— START Data provided —

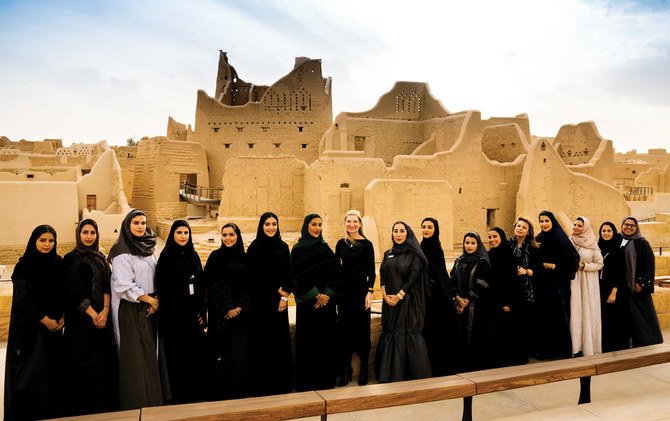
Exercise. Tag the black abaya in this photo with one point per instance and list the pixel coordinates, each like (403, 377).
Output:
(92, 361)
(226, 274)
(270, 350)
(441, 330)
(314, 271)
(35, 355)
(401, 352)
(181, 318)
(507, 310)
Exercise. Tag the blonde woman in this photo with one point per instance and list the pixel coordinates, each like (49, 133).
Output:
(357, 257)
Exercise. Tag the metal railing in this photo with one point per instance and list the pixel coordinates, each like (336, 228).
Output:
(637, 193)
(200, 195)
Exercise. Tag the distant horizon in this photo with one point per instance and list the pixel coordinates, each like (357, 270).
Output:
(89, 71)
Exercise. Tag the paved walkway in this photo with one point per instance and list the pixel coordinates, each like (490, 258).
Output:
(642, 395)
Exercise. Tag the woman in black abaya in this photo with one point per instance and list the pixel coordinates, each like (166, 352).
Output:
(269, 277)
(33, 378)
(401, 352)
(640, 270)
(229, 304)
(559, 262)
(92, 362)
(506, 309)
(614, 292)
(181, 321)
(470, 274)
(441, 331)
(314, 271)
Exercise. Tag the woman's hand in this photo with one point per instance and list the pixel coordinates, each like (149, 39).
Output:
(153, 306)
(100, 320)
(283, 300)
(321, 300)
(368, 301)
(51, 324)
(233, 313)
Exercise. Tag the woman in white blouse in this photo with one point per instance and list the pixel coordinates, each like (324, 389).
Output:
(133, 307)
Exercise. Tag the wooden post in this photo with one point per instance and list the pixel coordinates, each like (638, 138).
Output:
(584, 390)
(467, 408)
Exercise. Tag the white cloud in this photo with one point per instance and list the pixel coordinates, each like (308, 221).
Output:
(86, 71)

— END Data provided —
— START Data provided —

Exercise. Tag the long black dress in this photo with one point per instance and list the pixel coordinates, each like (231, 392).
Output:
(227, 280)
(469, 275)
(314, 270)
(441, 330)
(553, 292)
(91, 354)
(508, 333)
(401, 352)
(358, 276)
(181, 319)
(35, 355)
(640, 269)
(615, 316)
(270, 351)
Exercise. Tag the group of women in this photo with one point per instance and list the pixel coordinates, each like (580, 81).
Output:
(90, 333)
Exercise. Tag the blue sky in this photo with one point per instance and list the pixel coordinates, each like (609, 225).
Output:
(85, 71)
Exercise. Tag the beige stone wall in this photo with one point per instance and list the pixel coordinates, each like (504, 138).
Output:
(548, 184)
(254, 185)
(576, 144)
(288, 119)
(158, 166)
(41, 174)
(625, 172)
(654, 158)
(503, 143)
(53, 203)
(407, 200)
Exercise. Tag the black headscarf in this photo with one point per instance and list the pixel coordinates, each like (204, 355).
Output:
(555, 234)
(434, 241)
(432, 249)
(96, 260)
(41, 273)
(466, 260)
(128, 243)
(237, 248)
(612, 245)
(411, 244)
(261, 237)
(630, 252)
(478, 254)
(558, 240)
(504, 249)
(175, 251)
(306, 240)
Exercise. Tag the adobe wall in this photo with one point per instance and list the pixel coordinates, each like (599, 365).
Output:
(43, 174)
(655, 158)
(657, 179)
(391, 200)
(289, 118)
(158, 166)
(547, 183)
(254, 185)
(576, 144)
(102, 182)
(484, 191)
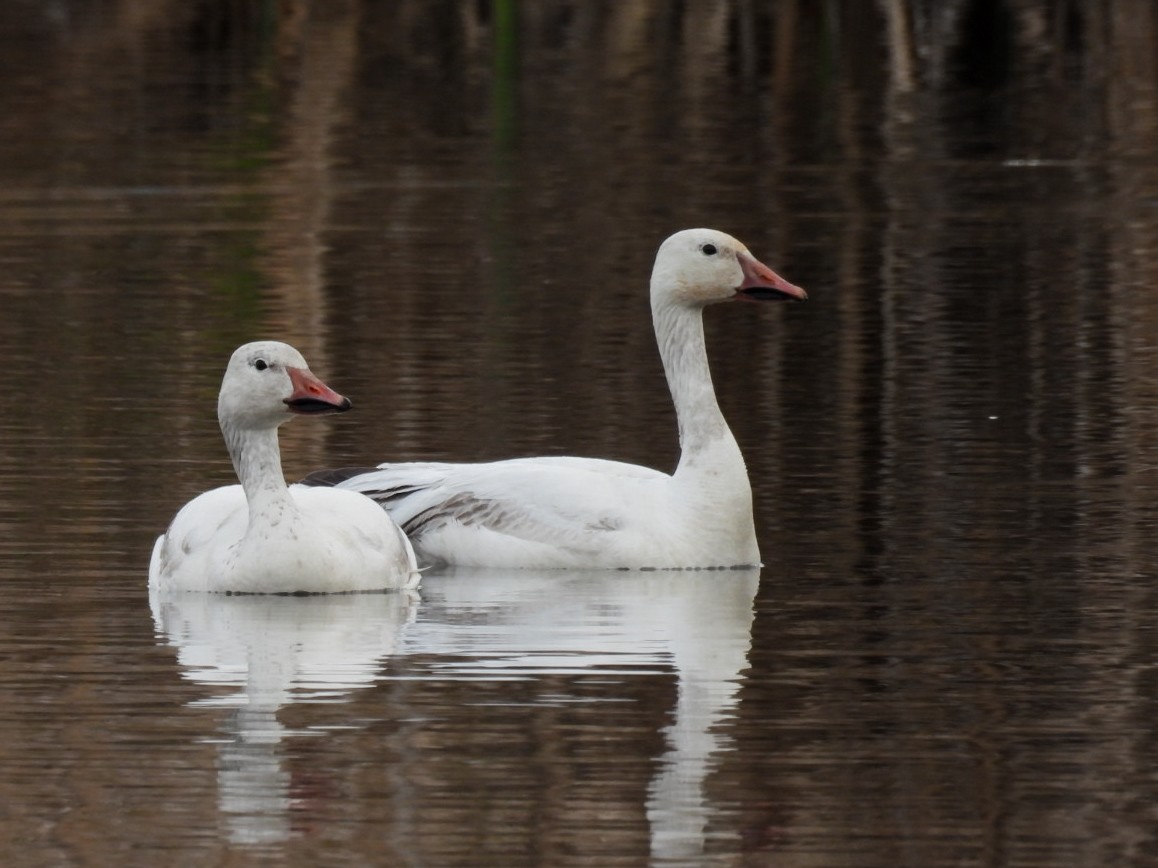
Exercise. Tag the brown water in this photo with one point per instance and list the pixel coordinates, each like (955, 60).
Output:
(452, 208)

— END Data provided —

> _Instruction_: Pick out each line in the listing above that contains the word "black" and copy those lines in full.

> _Final result_:
Exercise. Tag the black abaya in this photo with one point per instance and list the pixel coordinates, each like (403, 377).
Exercise. Tag the woman in black abaya in this photo with one point per instance and list the pixel coordinates, each like (166, 352).
Exercise. Tag the long black dress in this photo with one point per instance and list the pixel coordinates, each like (231, 392).
Exercise. Tag the black headscarf in this photo with one point per instance and list the pixel coordinates, each like (204, 355).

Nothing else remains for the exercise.